[[ STORED DATA open ]]

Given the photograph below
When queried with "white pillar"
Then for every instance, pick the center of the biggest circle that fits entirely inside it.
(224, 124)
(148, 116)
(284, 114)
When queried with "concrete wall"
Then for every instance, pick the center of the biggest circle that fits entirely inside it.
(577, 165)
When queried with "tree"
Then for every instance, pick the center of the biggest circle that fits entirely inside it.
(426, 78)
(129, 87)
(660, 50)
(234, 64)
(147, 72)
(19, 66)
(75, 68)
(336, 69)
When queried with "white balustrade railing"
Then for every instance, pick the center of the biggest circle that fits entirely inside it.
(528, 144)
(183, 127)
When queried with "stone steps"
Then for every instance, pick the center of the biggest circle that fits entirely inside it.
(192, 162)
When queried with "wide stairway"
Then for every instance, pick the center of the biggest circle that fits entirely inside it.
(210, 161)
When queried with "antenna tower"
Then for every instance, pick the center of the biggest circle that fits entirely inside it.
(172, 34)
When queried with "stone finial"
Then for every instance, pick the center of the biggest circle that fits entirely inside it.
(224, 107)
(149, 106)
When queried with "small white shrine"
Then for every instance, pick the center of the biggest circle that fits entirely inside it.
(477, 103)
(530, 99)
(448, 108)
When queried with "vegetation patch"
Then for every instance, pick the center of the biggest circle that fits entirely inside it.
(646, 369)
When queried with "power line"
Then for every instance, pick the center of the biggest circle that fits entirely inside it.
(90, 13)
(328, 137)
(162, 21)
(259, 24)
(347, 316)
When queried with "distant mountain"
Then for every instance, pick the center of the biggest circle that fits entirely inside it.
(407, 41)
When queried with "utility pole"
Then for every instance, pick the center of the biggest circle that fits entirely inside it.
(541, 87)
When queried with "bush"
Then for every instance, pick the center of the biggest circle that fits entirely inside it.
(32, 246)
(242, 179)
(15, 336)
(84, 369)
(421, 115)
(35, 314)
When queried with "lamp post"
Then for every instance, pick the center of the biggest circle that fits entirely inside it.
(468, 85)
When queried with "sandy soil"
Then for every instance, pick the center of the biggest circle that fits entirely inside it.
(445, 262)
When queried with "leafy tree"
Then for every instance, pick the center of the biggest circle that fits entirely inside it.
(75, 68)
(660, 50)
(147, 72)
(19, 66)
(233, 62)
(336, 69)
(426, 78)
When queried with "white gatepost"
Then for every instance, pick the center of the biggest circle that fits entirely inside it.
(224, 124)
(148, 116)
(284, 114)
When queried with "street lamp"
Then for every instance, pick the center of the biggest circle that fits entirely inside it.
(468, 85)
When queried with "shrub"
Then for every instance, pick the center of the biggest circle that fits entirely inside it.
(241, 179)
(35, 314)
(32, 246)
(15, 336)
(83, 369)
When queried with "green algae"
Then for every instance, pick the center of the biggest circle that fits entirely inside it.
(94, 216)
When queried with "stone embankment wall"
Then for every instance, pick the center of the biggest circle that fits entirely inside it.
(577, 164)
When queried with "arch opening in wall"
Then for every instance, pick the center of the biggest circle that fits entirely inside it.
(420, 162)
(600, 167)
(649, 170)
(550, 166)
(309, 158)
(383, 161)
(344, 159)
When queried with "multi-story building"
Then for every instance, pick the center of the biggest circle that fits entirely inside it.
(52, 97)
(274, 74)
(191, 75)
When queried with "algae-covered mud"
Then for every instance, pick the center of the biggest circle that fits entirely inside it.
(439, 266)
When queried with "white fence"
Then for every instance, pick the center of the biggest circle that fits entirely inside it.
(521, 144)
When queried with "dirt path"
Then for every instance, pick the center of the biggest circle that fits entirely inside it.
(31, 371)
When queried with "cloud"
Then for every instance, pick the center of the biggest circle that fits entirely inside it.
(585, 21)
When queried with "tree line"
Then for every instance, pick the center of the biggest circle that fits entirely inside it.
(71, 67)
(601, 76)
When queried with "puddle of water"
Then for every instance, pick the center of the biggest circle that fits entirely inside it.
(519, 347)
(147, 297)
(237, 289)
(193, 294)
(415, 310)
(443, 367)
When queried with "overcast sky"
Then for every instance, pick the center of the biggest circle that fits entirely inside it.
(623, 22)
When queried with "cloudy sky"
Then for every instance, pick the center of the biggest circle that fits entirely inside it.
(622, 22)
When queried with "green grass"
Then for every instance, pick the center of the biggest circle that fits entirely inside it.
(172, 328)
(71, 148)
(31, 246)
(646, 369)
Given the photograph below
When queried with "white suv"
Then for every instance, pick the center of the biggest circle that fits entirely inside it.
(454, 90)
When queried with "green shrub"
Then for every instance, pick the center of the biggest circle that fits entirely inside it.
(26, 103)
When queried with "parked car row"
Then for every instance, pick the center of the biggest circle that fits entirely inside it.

[[ STORED DATA closed ]]

WHAT YOU SHOULD DO: When a line in the material above contains the word "wall", copy that line out.

RESPONSE AREA:
When queried with "concrete wall"
When queried with "stone embankment wall"
When queried with "arch opening in wall"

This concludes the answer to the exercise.